TASKS AND EXERCISES
[a] Answer these questions from the parallel computing overview:
(i) What four levels of parallelism does it name?
(ii) What memory system does MPI adopt?
(iii) Which language is OpenCL based on?
[b] Transcribe the parallel computing overview, everything from "For data level" down to "some rough classifications.".

Summary and Usage of Parallel Computing

Abstract: Parallel computing can speed up our programme. From data parallel to process parallel, there are many parallel tool and way that we can use. The blog will introduce The Parallel Patterns Library (PPL), Open Multi-Processing (OpenMP) and Open Computing Language (OpenCL). Other important parallel tools such as CUDA and Hadoop will be introduced as topics in later blogs.

In general, there are four kinds of levels parallelism in computing, which are bit-level parallelism (BLP), instruction level parallelism (ILP), data level parallelism (DLP), and task level parallelism (more commonly Thread-level parallelism, short as TLP).

For data level parallelism, there are four kinds of modes for computer to perform parallel calculations. They are SISD, MISD, SIMD, and MIMD, and the meaning of them is illustrated as follows.

There are some tools to achieve the parallel computing, and the parallel scale ranges from multi-thread, multi-processe, multi-core to multi-computer. The follows are some rough classifications.

MPI
The MPI is a process level parallelism. MPI adopts distributed memory system and explicitly (data distribution method) realizes parallel execution. Message transmission is performed between processes. The scalability of MPI is good, but programming model is complicated.

Pthreads
Pthreads is a thread level parallelism. It uses shared memory system and is valid only on POSIX systems (linux, mac OS X, Solaris, HPUX, etc.). It is a library that can be connected to C programs. Currently, the standard C++ shared memory thread library is still under development. It may be more convenient to use this library in future to implement C++ programs.

OpenMP
OpenMP is a thread level parallelism. It uses shared-memory-distribution system and implicitly (data allocation) implements parallel execution with poor scalability. Hence OpenMP only applies to SMP (Symmetric Multi- Processing symmetric multi-processing architecture and DSM (Distributed Shared Memory) system, but not suitable for clustering.

OpenCL
OpenCL is a framework for heterogeneous platforms and can applied on CPU, GPU or other types of processors. OpenCL is a language (based on C99) for writing kernels (functions running on OpenCL devices) and consists of set of APIs for defining and controlling the platform. It provides parallel computing based on task partitioning and data segmentation. OpenCL is similar to the other two open industry standards, OpenGL and OpenAL, which are used for 3D graphics and computer audio, respectively.

RECORD EXCERPTS
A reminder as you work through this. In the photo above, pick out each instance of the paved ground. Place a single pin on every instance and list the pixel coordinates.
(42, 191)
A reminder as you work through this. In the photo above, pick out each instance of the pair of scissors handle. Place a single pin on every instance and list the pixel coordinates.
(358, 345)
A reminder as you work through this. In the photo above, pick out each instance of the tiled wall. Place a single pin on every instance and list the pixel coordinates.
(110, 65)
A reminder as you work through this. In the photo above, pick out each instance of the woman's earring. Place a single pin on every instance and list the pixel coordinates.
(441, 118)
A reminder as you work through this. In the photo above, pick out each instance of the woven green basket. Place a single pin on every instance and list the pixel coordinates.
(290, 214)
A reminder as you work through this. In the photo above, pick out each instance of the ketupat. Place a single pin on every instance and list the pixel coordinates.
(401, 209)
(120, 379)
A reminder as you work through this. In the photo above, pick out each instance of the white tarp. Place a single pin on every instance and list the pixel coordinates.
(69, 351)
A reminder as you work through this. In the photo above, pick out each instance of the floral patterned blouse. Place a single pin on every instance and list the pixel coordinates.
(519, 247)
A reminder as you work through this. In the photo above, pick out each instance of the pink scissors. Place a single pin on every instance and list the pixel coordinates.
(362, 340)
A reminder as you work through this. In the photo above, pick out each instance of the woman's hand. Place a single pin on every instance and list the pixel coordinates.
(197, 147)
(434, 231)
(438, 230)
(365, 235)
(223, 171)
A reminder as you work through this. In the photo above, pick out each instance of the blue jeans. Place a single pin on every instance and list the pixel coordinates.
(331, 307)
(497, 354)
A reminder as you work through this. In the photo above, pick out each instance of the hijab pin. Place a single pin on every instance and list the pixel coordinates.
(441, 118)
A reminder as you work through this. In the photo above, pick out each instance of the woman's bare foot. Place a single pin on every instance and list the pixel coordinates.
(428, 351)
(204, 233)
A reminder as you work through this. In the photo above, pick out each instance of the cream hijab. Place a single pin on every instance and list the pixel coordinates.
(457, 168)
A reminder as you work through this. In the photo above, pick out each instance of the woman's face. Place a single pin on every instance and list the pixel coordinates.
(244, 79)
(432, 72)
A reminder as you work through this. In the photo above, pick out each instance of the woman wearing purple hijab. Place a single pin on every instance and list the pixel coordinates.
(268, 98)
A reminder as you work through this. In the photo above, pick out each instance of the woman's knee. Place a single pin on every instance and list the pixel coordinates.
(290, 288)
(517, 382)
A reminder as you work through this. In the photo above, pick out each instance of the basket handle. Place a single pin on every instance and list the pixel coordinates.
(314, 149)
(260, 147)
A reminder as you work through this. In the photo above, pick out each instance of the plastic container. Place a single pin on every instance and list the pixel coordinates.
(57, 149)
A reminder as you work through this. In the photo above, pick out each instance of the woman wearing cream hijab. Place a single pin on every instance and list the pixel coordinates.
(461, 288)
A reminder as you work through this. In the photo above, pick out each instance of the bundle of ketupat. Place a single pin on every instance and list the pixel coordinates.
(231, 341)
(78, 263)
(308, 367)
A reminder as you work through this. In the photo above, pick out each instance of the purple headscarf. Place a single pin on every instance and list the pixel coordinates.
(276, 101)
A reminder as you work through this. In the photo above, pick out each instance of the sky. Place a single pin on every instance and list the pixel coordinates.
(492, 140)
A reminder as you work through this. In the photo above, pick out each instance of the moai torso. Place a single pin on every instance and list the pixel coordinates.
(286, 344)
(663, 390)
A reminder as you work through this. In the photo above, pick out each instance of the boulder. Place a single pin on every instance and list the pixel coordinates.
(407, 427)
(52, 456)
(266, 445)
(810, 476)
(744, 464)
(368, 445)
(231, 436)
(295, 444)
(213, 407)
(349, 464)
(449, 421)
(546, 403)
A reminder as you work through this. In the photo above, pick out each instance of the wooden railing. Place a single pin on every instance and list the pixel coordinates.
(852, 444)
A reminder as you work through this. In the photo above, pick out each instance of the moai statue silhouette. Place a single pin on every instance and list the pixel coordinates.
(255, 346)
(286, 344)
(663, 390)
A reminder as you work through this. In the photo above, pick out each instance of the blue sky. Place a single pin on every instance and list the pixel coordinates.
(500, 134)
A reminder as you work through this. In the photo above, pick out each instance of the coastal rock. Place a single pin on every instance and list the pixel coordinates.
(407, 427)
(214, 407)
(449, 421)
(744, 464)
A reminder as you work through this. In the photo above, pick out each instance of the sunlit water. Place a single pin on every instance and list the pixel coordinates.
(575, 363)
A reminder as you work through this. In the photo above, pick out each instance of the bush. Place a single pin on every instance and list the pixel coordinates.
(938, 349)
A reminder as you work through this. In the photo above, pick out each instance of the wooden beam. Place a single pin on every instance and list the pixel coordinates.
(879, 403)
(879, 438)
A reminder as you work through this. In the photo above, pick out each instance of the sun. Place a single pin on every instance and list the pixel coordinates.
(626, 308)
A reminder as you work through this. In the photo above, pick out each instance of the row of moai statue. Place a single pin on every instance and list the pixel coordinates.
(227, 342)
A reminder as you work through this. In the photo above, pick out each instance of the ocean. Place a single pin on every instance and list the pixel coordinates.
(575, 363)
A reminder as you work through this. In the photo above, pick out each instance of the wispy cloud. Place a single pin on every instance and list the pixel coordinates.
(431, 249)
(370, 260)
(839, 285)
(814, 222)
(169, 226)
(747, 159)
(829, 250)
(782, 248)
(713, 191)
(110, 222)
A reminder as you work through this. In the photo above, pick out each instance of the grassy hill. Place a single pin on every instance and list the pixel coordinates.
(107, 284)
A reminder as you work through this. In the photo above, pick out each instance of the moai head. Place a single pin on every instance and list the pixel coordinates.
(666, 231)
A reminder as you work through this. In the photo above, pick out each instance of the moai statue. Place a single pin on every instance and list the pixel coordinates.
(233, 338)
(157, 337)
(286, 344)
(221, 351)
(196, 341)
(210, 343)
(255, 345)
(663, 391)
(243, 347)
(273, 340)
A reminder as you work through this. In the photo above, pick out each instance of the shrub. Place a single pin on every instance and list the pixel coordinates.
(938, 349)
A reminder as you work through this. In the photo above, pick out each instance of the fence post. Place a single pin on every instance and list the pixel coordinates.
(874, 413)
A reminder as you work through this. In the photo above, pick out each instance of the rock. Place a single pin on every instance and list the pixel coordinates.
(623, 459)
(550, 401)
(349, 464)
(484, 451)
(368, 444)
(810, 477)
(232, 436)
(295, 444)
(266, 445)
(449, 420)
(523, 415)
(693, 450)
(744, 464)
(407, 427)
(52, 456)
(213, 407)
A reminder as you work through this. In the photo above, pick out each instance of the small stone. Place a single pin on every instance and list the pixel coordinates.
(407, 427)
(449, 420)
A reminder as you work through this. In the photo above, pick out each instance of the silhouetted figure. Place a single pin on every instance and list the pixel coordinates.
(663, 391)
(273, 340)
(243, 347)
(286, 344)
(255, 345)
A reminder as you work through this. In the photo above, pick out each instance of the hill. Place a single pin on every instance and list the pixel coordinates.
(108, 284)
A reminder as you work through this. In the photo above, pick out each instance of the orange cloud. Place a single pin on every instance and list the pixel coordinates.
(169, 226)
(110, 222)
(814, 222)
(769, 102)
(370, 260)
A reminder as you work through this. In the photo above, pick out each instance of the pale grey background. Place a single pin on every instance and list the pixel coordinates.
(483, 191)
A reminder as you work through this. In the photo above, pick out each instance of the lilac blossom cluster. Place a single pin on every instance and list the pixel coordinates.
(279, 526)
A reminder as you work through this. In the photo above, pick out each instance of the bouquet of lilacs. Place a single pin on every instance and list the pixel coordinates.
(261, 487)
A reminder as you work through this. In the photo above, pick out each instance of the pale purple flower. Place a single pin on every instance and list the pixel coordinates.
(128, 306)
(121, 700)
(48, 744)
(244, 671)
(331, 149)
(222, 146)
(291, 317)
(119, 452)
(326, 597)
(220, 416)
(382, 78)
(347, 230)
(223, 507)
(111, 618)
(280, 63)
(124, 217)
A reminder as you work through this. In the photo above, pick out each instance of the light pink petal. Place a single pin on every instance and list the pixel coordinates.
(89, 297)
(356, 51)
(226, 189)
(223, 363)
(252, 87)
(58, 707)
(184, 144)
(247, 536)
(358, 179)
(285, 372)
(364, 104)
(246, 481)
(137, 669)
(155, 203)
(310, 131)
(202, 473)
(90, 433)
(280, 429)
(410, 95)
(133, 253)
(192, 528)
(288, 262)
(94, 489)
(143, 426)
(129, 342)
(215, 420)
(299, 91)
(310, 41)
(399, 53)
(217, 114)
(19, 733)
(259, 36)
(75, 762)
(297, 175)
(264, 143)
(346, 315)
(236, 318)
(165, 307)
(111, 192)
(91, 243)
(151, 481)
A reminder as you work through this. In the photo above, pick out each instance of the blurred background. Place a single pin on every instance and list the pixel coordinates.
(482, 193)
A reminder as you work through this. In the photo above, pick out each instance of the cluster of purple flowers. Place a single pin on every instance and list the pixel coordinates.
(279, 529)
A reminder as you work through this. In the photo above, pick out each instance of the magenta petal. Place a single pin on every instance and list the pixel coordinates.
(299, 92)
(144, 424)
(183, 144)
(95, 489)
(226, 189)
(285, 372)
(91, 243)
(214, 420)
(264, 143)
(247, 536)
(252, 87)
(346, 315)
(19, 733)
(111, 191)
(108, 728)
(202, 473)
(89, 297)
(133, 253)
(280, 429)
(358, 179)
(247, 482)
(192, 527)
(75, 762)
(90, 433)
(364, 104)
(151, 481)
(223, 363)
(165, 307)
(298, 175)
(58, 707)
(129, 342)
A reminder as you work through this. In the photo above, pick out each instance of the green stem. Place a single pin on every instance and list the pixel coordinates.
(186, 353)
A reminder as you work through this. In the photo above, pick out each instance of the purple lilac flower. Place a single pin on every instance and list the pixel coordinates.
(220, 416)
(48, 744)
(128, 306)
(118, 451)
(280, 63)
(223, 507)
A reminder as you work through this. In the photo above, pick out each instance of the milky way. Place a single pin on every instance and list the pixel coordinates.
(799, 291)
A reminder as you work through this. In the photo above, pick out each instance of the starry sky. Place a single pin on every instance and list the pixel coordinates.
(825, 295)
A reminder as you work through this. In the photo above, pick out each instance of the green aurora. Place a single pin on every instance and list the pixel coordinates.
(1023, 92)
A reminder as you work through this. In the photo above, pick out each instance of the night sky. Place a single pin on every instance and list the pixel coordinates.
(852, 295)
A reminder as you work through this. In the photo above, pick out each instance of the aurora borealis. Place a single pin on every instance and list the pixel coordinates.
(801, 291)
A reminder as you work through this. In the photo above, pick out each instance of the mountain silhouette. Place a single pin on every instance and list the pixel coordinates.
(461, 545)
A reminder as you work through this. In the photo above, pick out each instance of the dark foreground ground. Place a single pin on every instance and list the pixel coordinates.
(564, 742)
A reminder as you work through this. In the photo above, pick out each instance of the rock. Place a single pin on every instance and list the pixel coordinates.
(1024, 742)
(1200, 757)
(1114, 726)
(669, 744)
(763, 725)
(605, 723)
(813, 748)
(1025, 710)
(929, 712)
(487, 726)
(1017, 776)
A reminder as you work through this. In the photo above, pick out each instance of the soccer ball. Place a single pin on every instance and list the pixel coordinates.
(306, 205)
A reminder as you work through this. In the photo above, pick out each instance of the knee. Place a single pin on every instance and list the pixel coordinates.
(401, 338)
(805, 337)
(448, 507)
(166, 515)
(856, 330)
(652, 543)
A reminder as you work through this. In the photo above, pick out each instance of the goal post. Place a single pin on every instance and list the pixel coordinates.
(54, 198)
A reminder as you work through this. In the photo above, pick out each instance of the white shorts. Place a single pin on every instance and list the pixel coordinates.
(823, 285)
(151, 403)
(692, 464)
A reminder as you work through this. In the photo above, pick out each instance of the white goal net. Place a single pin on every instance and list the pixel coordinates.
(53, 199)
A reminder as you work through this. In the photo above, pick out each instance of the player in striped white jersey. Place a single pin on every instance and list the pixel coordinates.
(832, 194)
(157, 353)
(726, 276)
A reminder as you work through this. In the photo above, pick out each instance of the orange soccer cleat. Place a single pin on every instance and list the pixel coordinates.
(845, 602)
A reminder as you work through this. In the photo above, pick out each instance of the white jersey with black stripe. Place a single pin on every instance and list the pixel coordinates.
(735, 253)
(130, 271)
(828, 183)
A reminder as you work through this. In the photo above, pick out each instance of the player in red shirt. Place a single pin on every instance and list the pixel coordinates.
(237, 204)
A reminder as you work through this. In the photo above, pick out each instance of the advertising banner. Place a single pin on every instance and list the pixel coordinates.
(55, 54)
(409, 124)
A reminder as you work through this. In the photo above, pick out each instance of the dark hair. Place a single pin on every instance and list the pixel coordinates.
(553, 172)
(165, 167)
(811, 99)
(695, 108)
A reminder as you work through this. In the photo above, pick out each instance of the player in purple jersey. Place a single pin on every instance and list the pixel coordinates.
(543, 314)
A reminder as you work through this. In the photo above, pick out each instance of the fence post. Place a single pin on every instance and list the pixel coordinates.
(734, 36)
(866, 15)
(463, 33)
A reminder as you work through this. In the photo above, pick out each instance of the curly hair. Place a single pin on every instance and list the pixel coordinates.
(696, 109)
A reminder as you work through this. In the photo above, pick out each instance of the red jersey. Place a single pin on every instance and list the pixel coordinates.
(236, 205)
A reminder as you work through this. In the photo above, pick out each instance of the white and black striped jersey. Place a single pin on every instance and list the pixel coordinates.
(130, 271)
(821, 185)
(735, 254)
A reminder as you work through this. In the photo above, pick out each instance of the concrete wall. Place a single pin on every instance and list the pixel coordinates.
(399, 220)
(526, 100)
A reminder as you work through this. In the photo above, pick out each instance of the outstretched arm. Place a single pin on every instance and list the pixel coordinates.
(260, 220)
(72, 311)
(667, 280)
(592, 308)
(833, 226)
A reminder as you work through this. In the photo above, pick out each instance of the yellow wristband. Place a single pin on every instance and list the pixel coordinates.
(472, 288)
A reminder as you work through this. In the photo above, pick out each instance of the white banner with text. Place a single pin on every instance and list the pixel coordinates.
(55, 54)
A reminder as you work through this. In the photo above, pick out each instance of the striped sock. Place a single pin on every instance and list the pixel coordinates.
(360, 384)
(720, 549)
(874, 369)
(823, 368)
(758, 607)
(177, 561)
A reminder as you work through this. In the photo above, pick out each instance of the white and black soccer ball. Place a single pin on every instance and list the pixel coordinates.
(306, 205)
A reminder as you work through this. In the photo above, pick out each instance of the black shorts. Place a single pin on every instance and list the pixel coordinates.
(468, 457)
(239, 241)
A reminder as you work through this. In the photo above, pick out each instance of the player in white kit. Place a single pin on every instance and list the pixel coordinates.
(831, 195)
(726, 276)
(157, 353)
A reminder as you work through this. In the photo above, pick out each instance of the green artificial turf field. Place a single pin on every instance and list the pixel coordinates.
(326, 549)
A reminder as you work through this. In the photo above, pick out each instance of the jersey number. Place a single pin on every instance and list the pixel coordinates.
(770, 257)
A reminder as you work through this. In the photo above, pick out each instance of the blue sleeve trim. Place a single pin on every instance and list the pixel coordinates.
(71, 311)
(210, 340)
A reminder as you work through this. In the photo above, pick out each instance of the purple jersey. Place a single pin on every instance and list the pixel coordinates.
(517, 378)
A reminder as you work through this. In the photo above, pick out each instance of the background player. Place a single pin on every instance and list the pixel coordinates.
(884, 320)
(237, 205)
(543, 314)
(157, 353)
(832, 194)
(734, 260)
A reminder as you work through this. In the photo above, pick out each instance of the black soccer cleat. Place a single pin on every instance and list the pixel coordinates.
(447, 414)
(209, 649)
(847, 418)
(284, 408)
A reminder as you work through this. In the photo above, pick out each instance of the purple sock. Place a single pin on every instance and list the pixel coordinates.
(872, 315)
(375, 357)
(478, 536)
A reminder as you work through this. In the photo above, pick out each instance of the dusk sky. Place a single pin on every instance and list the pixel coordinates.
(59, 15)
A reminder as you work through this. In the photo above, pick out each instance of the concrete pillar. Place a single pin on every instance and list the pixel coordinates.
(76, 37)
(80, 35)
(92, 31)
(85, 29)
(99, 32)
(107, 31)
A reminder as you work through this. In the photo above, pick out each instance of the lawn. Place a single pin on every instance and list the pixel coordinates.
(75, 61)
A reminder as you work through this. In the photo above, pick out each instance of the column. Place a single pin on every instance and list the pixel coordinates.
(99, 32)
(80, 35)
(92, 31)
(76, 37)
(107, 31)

WORKED ANSWERS
[a]
(i) Bit-level parallelism (BLP), instruction level parallelism (ILP), data level parallelism (DLP), and task level parallelism (more commonly thread-level parallelism, TLP).
(ii) A distributed memory system.
(iii) C99.

[b]
For data level parallelism, there are four kinds of modes for computer to perform parallel calculations. They are SISD, MISD, SIMD, and MIMD, and the meaning of them is illustrated as follows.

There are some tools to achieve the parallel computing, and the parallel scale ranges from multi-thread, multi-processe, multi-core to multi-computer. The follows are some rough classifications.